═════ 所附文本 ═════

成都過卜肆,曾妒識靈槎。
——李商隱《壬申七夕》
在2009年春天,本科畢業前夕,我首次入川,到成都去,領取2008中國·星星年度詩人獎(年度校園詩人獎),與韓作榮、林雪兩位前輩詩人同臺受獎。從中學時代開始寫詩,此時已歷經七年詩歌學徒期的我,就此拿到了詩人生涯中的第一個重要獎項——這是來自一份老牌詩歌刊物的肯定,對我的鼓勵是不言而喻的。稍早一些時候,我雖然也獲得了武漢大學主辦的全國大學生櫻花詩歌邀請賽的首獎,但那更像是一種局限于大學生詩歌寫作圈子的內部晉級賽,從中得到的嘉許固然同樣令人欣慰,卻多少有幾分水到渠成的意思。
可惜的是,登載獲獎及頒獎資訊的那期刊物,早在八年前從上海搬到蘇州時便已失落。當然,這種失落是暫時的,因為曾白紙黑字印行天下,總能找得到;而在頒獎現場,我還宣讀過一份獲獎感言,卻因當年我數次更換電腦而又疏于備份,大概已永遠地消失于數據之海了。

═════

# 給定任務
把所附文本中以“成都過卜肆,曾妒識靈槎。”開頭、一直延續到“概已永遠地消失于數據之海了。”的這一段一字不差地抄寫出來。

═════ 所附清單 ═════

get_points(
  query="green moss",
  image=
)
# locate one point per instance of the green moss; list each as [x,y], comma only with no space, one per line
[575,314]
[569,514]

═════
═════ 所附清單 ═════

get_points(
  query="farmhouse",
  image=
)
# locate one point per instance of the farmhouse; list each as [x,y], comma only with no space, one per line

═════
═════ 所附清單 ═════

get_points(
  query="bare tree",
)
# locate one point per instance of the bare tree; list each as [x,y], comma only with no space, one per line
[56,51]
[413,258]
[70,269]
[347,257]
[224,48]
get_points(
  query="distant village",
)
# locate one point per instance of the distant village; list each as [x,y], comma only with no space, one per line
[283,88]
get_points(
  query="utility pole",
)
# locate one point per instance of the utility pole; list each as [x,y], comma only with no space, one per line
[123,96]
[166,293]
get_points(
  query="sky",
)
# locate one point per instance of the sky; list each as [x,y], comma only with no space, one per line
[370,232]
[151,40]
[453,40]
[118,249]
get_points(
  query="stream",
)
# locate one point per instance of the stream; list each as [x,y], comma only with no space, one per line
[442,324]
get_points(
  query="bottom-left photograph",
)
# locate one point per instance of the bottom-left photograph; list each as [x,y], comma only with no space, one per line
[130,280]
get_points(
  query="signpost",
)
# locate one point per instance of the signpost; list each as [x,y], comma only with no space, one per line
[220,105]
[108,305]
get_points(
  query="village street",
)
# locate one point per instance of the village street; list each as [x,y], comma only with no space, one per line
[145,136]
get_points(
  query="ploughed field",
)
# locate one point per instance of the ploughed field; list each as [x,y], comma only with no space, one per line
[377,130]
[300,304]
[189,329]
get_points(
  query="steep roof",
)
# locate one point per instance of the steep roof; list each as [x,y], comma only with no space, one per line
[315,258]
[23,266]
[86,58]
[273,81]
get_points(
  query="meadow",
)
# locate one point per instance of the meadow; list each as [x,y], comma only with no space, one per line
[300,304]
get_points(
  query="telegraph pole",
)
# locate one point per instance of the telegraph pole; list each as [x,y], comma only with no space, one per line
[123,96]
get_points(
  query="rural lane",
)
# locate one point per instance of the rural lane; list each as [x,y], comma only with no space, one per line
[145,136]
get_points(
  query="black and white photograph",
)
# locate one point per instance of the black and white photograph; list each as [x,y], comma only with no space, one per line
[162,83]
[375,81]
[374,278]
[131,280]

═════

# 任務解答
成都過卜肆,曾妒識靈槎。
——李商隱《壬申七夕》
在2009年春天,本科畢業前夕,我首次入川,到成都去,領取2008中國·星星年度詩人獎(年度校園詩人獎),與韓作榮、林雪兩位前輩詩人同臺受獎。從中學時代開始寫詩,此時已歷經七年詩歌學徒期的我,就此拿到了詩人生涯中的第一個重要獎項——這是來自一份老牌詩歌刊物的肯定,對我的鼓勵是不言而喻的。稍早一些時候,我雖然也獲得了武漢大學主辦的全國大學生櫻花詩歌邀請賽的首獎,但那更像是一種局限于大學生詩歌寫作圈子的內部晉級賽,從中得到的嘉許固然同樣令人欣慰,卻多少有幾分水到渠成的意思。
可惜的是,登載獲獎及頒獎資訊的那期刊物,早在八年前從上海搬到蘇州時便已失落。當然,這種失落是暫時的,因為曾白紙黑字印行天下,總能找得到;而在頒獎現場,我還宣讀過一份獲獎感言,卻因當年我數次更換電腦而又疏于備份,大概已永遠地消失于數據之海了。